[Written task]:
Collect every line of the items below that contains the string "player". Case counts.

[Data for this task]:
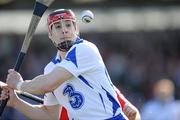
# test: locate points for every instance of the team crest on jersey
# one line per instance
(76, 98)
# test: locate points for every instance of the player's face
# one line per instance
(63, 30)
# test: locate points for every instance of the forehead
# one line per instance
(63, 22)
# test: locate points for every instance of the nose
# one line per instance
(64, 30)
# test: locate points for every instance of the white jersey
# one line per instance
(89, 95)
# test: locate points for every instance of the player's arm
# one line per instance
(129, 109)
(40, 84)
(35, 112)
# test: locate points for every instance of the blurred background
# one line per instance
(138, 39)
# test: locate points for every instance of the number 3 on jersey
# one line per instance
(76, 99)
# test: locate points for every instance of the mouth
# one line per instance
(65, 38)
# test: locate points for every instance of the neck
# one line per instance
(62, 54)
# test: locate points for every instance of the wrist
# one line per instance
(19, 86)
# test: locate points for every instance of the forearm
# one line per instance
(138, 116)
(46, 83)
(37, 85)
(35, 112)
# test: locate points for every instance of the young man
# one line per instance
(76, 78)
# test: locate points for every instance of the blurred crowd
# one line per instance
(136, 61)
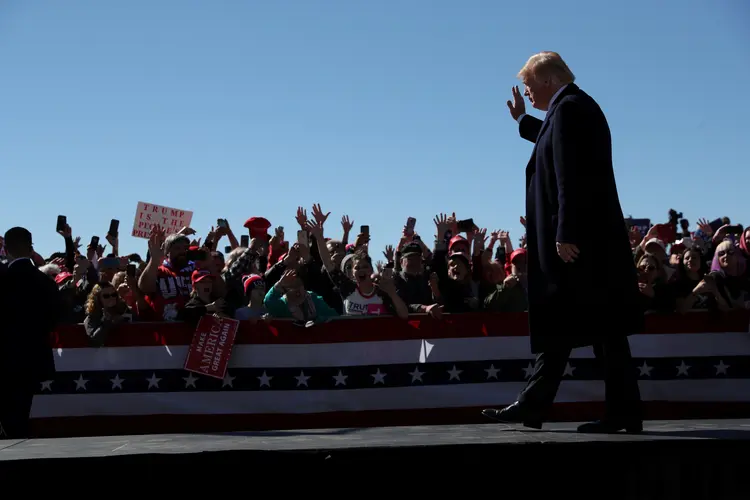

[Answer for the task]:
# test: locate points for every instance of the player's face
# test: locate points for every instance of the player's arm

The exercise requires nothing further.